WHAT THIS TASK INVOLVES: Could you reproduce all of these records exactly?

Start of RECORD EXTRACTS

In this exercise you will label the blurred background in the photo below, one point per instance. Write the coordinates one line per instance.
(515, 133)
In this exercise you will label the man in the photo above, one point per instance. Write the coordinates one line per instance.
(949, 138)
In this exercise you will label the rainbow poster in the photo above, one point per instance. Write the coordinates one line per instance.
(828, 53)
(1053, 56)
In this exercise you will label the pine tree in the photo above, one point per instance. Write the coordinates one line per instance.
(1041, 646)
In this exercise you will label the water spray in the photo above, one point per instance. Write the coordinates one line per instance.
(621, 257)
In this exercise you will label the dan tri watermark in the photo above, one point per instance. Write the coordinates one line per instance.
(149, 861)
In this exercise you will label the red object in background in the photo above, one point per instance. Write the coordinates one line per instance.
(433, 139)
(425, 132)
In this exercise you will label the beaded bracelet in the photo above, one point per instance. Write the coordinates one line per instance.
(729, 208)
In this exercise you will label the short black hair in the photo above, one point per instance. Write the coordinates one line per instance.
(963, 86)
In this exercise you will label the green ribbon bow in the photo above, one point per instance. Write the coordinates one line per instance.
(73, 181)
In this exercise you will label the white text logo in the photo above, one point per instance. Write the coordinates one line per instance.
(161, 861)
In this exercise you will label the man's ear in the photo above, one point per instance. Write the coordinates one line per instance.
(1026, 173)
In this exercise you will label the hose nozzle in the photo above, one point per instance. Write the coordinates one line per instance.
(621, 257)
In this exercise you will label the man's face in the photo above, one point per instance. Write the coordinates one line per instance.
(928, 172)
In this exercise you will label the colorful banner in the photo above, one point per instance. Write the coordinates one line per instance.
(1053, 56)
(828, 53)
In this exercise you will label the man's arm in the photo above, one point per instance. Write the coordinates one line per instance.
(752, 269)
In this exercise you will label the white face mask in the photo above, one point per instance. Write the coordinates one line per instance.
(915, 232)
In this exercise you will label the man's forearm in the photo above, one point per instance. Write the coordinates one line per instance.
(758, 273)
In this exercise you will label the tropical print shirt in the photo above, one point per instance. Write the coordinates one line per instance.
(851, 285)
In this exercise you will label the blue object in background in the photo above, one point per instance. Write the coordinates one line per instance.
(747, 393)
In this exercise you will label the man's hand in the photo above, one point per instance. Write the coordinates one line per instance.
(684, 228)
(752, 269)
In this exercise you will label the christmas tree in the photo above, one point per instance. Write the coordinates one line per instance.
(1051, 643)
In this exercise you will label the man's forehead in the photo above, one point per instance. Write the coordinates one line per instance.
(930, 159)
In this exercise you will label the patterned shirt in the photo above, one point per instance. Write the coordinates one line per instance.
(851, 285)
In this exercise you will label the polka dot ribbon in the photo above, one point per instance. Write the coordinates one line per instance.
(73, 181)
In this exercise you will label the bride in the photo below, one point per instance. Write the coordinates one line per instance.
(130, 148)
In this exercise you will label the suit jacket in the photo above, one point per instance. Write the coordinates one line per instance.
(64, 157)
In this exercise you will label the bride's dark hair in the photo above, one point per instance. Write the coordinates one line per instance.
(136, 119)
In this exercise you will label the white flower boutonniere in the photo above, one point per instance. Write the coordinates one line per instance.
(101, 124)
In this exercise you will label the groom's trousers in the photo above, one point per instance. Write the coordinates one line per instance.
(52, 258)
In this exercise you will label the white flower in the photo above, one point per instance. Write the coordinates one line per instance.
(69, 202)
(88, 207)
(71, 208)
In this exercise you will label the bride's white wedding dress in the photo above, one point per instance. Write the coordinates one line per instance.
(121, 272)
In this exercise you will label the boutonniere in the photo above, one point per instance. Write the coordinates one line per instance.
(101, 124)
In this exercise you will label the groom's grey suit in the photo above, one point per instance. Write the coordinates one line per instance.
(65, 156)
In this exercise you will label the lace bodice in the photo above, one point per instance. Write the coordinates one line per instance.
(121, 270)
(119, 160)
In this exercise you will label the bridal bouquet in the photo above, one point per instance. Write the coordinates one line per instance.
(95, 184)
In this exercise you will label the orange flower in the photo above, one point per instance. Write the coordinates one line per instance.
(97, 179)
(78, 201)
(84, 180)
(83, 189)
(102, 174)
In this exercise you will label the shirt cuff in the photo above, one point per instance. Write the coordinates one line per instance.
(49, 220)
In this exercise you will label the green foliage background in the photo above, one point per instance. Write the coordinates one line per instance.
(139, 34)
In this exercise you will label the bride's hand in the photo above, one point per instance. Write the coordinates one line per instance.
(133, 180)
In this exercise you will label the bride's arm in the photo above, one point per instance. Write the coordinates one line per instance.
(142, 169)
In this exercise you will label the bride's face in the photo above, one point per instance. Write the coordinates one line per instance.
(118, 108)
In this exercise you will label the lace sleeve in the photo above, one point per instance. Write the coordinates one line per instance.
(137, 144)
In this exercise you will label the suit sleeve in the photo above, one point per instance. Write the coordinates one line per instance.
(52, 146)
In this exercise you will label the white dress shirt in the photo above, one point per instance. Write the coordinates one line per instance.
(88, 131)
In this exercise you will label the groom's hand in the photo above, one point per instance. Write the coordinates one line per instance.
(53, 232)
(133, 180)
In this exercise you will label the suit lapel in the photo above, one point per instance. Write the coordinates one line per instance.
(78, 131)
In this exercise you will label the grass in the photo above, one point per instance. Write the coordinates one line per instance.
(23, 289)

End of RECORD EXTRACTS

EXERCISE SOLUTION:
In this exercise you will label the blurred background in the photo below, one point per instance. Write the coordinates one line per instance.
(515, 133)
In this exercise you will label the man in the photo above, one point per instance. Write the coordinates one line per instance.
(949, 138)
In this exercise you will label the rainbow poster in the photo above, one point per instance. Write the coordinates one line per instance.
(828, 53)
(1053, 56)
In this exercise you will label the pine tree in the photo above, one point per instance. Write the coordinates one line per instance.
(1041, 646)
In this exercise you will label the water spray in the photo above, one point per instance. Write the coordinates one line per instance.
(621, 257)
In this exercise you will label the dan tri watermark in the photo above, one point per instance. Write the coordinates one line per instance.
(149, 861)
In this exercise you will label the red object in background in the photo above, one point per instance. Write the coordinates one line per instance.
(433, 139)
(425, 132)
In this exercise you will label the beaded bracelet in the photo above, one point per instance. Write the coordinates one line per instance.
(729, 208)
In this exercise you will label the short black hair in the photo above, one point per instance. Write the coordinates one line per instance.
(963, 86)
In this exercise you will label the green ribbon bow in the photo above, one point per instance. Write the coordinates one line per instance.
(73, 181)
In this exercise you will label the white text logo in the photo above, one point per instance. Write the coordinates one line per instance.
(161, 861)
In this exercise you will label the man's ear in the photo above, one point per instance. Write the coordinates one line per instance.
(1026, 173)
In this exercise you will label the hose nozzle in the photo above, one point per instance. Write the coordinates one line per instance.
(621, 257)
In this exercise you will label the man's face in the photo above, one point per instance. Write the coordinates one line per instance.
(928, 172)
In this exercise you will label the colorful banner in the photo above, one point per instance. Write the coordinates one line per instance.
(1053, 56)
(828, 53)
In this exercise you will label the man's arm in the photo above, one point per instance. Write the coordinates one line per instance.
(752, 269)
In this exercise you will label the white face mask in the photo above, one point per instance. Write the coordinates one line per instance.
(915, 232)
In this exercise you will label the man's forearm in the photo above, one point per instance. Write the coordinates one line per instance.
(758, 273)
In this exercise you will label the tropical print shirt in the photo above, one point per instance. Write the coordinates one line per instance.
(851, 285)
In this exercise you will label the blue object in background in the photo above, one point per instance. Write the coordinates one line per instance.
(747, 393)
In this exercise you will label the man's hand in the photo above, one point per instance. Write the coordinates one line per instance.
(684, 228)
(752, 269)
In this exercise you will label the christmas tree in the photo above, one point per instance. Write the coordinates one line per instance.
(1051, 643)
In this exercise you will label the man's forehead in the photo above, one point per instance. Write the coordinates one line per instance.
(930, 159)
In this exercise you will label the patterned shirt in the photo above, one point per instance. Write the coordinates one line per instance.
(851, 285)
In this exercise you will label the polka dot ribbon in the photo above, one point per instance. Write the coordinates one line per instance.
(73, 181)
In this exercise you will label the bride in the photo below, one point per instance. Write the coordinates one line per instance.
(130, 148)
In this exercise you will label the suit jacket in the photo above, one point per instance. Write the coordinates one line per instance.
(64, 157)
In this exercise you will label the bride's dark hair in the photo above, one point per instance. Write the coordinates one line per instance.
(136, 119)
In this exercise you will label the white flower boutonniere in the photo above, one point per instance. Write the coordinates one line per instance.
(101, 124)
In this exercise you will label the groom's trousers in the photo above, one point per instance. Write the coordinates one line per instance.
(52, 258)
In this exercise you will label the white flower in the photo above, one point per instance. Write the coordinates one line per instance.
(69, 202)
(88, 207)
(71, 208)
In this exercise you will label the bride's white wedding dress in the photo above, one point per instance. Write the coordinates one line per instance.
(121, 272)
In this exercise you will label the boutonniere in the photo above, one point per instance. Write the coordinates one line per instance.
(101, 124)
In this exercise you will label the groom's grey suit in the photo above, one point per instance. Write the coordinates one line per instance.
(65, 156)
In this exercise you will label the lace bodice in the photo above, one point per instance. Write the coordinates one line per instance.
(121, 270)
(119, 160)
In this exercise you will label the bridal bouquet in the photo above, one point per instance. Write the coordinates one line per instance.
(95, 184)
In this exercise you will label the orange flower in the photo above, one point per instance. Write the coordinates one line per instance.
(97, 179)
(78, 201)
(84, 180)
(83, 189)
(102, 174)
In this exercise you will label the shirt cuff in the photo above, one point per instance. Write the coordinates one line per instance.
(49, 220)
In this exercise you will label the green foliage background in the photo above, one point per instance. Write the coordinates one line per instance.
(139, 34)
In this exercise you will label the bride's hand in the photo above, one point per instance. Write the coordinates one line per instance.
(133, 180)
In this exercise you will label the bride's arm in the photo above, one point per instance. Write the coordinates one line per instance.
(142, 169)
In this exercise you will label the bride's face in the photo above, one point per instance. Write the coordinates one line per instance.
(118, 108)
In this exercise you will label the lace sleeve in the photo above, one point per instance. Write the coordinates one line per instance.
(137, 144)
In this exercise you will label the suit sleeve in the photo above, one point per instance. Write the coordinates one line per instance.
(52, 146)
In this exercise you will label the white dress shirt in the photo above, one point per instance. Write the coordinates one line per instance.
(88, 131)
In this exercise you will label the groom's hand in the photo above, one point per instance. Write the coordinates one line per instance.
(53, 232)
(133, 180)
In this exercise you will label the suit lapel in the photo above, one point per instance. Write the coordinates one line per instance.
(78, 131)
In this exercise you will label the grass in the photo above, one point per instance. Write the coordinates one line per instance.
(23, 289)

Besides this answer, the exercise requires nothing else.